Document excerpt:
** Start **
Yes, I'm going to defend the BCS. Yes, I'm going to do it sincerely and with a straight face. And yes, I'm going to tell you college football's system of crowing a champion is better than March Madness, the second best post-season tournament on the planet (the NHL playoffs are better, but I'm biased). Don't get me wrong- March Madness is fun, but it's becoming less and less fun, and doing more and more to expose college basketball's regular season as almost meaningless.

Quick, what is the point of the playoffs? Of a playoff tournament? It's to crown a champion, right? And crowning a champion means finding the best TEAM from that particular season, right? So if you've watched college basketball all season, do you really believe these are anywhere close to the four best team of this season? Of course not. Whomever wins next Monday night will simply be the team who played the best the past three weeks.
** End **
Given information:
** Start **
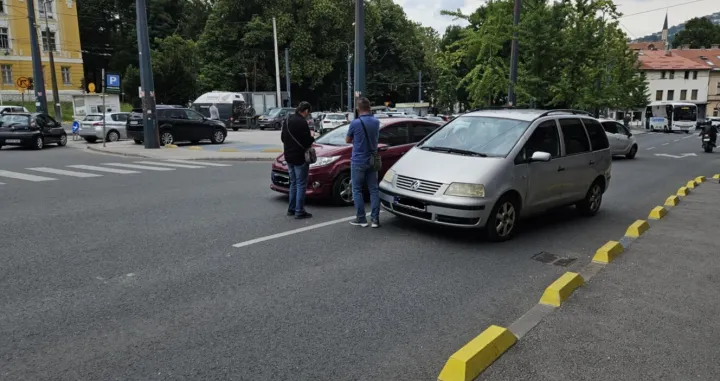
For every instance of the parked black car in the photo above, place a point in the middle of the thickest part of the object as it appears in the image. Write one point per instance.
(33, 130)
(176, 124)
** End **
Directives:
[1] Retype the part of the BCS opinion piece that opens with the words containing "Quick, what is" and closes with "past three weeks.".
[2] Answer these questions about the BCS opinion piece:
(a) Which post-season tournament does the writer rank above March Madness?
(b) According to the writer, what is the point of a playoff tournament?
(c) On what night will the winner be decided?
[3] Carry on the BCS opinion piece from its last sentence.

Responses per task:
[1]
Quick, what is the point of the playoffs? Of a playoff tournament? It's to crown a champion, right? And crowning a champion means finding the best TEAM from that particular season, right? So if you've watched college basketball all season, do you really believe these are anywhere close to the four best team of this season? Of course not. Whomever wins next Monday night will simply be the team who played the best the past three weeks.

[2]
(a) The NHL playoffs.
(b) To crown a champion.
(c) Next Monday night.

[3]
Last I checked, the idea of the Final Four is supposed to pit the four BEST teams in college basketball. Well this Saturday the four "best" teams are apparently four schools that were seeded 3rd, 4th, 8th, and 11th (what idiot would mistakenly call VCU a 12 seed? Moron, that guy) in their respective regions. This is the BEST college basketball has to offer? Of course it's not. Anyone who watched college basketball throughout the regular season knows the best teams were Ohio State and Kansas, and then Duke, Pitt, North Carolina, San Diego State, Notre Dame, and Florida in some order. Yet none of those teams remain. Heck, half those teams didn't even make it out of the first weekend! Upsets are great and are what make March Madness so much fun. We LOVE the Cinderella/Underdog story, and teams like Jim Valvano's NC State team of 1983, Villanova in 1985, Michigan with the Fab Five as freshman, George Mason a few years ago and Butler last year are great stories. We all seem to love that David Goliath matchup of the top seed vs an underdog, but what happens when all the Goliaths are gone and we're left with nothing but David's?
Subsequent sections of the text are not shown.